TASK DESCRIPTION — Put every line of the listing below into a JSON array of strings, one string per line, skipping blank lines. Leave the picture out.
* begin RECORDS FOR THE TASK *
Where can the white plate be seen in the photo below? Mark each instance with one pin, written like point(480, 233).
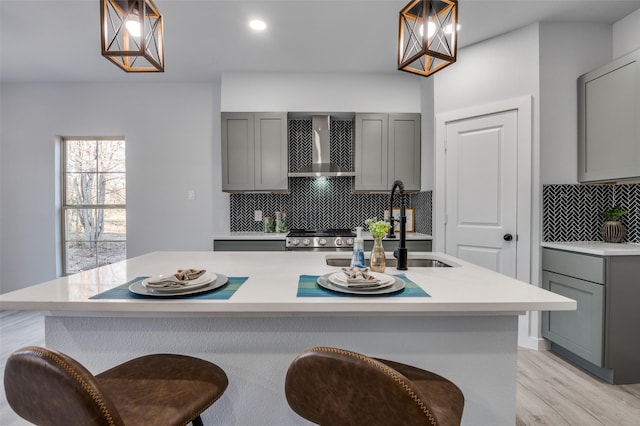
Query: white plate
point(201, 281)
point(397, 285)
point(339, 278)
point(138, 288)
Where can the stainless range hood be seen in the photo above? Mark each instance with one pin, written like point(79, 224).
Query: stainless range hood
point(322, 165)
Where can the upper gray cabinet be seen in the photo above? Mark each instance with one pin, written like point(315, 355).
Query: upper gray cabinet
point(609, 121)
point(387, 149)
point(254, 151)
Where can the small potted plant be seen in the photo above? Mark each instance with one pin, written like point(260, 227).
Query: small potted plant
point(378, 229)
point(612, 230)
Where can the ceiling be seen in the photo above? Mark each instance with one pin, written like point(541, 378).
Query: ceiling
point(59, 40)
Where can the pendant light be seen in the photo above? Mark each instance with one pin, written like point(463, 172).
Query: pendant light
point(427, 39)
point(131, 35)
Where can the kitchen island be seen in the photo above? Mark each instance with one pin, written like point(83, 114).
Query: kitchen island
point(465, 330)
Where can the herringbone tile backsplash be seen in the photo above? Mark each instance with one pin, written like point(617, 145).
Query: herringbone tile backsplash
point(572, 212)
point(322, 203)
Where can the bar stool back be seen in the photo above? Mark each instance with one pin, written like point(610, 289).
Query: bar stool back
point(49, 388)
point(331, 386)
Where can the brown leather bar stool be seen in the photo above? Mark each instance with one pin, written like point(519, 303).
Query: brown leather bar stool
point(49, 388)
point(331, 386)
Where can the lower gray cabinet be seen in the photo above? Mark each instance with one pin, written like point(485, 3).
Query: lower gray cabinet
point(579, 331)
point(602, 335)
point(248, 245)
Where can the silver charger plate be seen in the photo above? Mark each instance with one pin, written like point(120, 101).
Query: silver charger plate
point(323, 281)
point(138, 288)
point(206, 279)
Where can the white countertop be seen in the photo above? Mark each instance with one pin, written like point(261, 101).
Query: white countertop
point(272, 286)
point(282, 236)
point(596, 247)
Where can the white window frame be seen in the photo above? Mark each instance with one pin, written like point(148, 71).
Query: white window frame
point(66, 207)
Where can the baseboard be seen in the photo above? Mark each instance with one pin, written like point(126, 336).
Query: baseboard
point(535, 343)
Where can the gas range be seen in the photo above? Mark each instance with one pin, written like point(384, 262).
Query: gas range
point(320, 239)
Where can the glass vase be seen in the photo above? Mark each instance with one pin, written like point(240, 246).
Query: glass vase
point(377, 262)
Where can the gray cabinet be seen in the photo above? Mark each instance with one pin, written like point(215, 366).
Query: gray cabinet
point(609, 121)
point(254, 152)
point(601, 335)
point(387, 149)
point(579, 331)
point(248, 245)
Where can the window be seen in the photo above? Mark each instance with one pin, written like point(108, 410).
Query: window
point(94, 228)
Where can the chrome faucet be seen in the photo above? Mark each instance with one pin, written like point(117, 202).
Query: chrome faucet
point(401, 252)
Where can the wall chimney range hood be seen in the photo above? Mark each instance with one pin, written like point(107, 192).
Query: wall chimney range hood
point(321, 156)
* end RECORDS FOR THE TASK *
PROBLEM SOLUTION —
[
  "Where can the white plate be seen in the photo below? Mark each instance with one pin, written like point(480, 233).",
  "Query: white plate",
  "point(201, 281)",
  "point(397, 285)",
  "point(339, 278)",
  "point(138, 288)",
  "Where can the stainless range hood be seen in the photo above? Mark each instance with one pin, written like point(79, 224).",
  "Query: stainless range hood",
  "point(322, 165)",
  "Where can the upper gray cabinet be seen in the photo above? Mark each instance with one pin, written like point(315, 355).",
  "Query: upper gray cabinet",
  "point(609, 121)",
  "point(387, 149)",
  "point(254, 151)",
  "Where can the small potted plant be seen in the photo above? Mark each instance with one pin, written like point(260, 227).",
  "Query: small potted plant",
  "point(378, 229)",
  "point(612, 230)",
  "Where can the ceiling be seen in the photo above? Mark each instance with one pin, written like point(541, 378).",
  "Query: ceiling",
  "point(59, 40)",
  "Where can the pendant light be seen in the photo above? Mark each instance with one pin, written like point(463, 172).",
  "Query: pendant light",
  "point(427, 39)",
  "point(131, 35)",
  "Where can the kitchen island be seen in the photo above? Mark each instance with one pin, written like point(83, 114).",
  "Query: kitchen island",
  "point(465, 330)",
  "Where can the herringbone tile backsplash be seen in the photo above? Mark each instance with one pin, written like point(617, 145).",
  "Query: herringbone tile backsplash",
  "point(572, 212)",
  "point(322, 203)",
  "Where can the bar stool back be seen in the photo above? Mark each instance with one pin, written like point(610, 289).",
  "Query: bar stool back",
  "point(49, 388)",
  "point(331, 386)",
  "Where can the brown leather bar stool be seen in the photo above? Mark each instance with one pin, written like point(519, 303).",
  "Query: brown leather bar stool",
  "point(49, 388)",
  "point(331, 386)",
  "Where can the lower gray cabinet be seen in the photo above? Mark each instance with one pin, written like point(485, 3).",
  "Query: lower gray cabinet",
  "point(579, 331)",
  "point(602, 335)",
  "point(248, 245)",
  "Where can the silver charger plate be seen in the photo above? Mark each instance with one pin, written like point(120, 101).",
  "Query: silver charger plate",
  "point(323, 281)",
  "point(138, 288)",
  "point(206, 279)",
  "Where can the white countertop be seen in the photo above? Mark each instance with one pin, written like point(261, 101).",
  "Query: white countertop",
  "point(272, 286)",
  "point(282, 236)",
  "point(596, 247)",
  "Where can the white window frame be seen in the photo above? Mark each instance with one pin, written like point(148, 71).",
  "Query: white window frame",
  "point(66, 207)",
  "Where can the baseboard be seen in the photo above? Mark each instance with one pin, written like point(126, 336).",
  "Query: baseboard",
  "point(535, 343)",
  "Where can the gas range be seen in the photo above? Mark each instance with one pin, written like point(384, 262).",
  "Query: gas range",
  "point(320, 239)",
  "Where can the glass vase be seen in the photo above? Mark each instance with one pin, written like point(240, 246).",
  "Query: glass vase",
  "point(377, 262)",
  "Where can the gray cabinet be seen in the photo above? Mark each instance with one pin, written like point(215, 366).",
  "Query: gray cabinet",
  "point(609, 121)",
  "point(254, 152)",
  "point(601, 335)",
  "point(387, 149)",
  "point(579, 331)",
  "point(248, 245)",
  "Where can the window be seen in the photo above? Mark each instance with one pin, written like point(108, 410).",
  "Query: window",
  "point(94, 228)",
  "Where can the chrome faucet be seen in the photo above? Mark each instance with one pin, written like point(117, 202).",
  "Query: chrome faucet",
  "point(401, 252)",
  "Where can the wall chimney range hood be seen in the photo above? Mark each instance with one pin, written like point(107, 192).",
  "Query: wall chimney range hood",
  "point(321, 156)"
]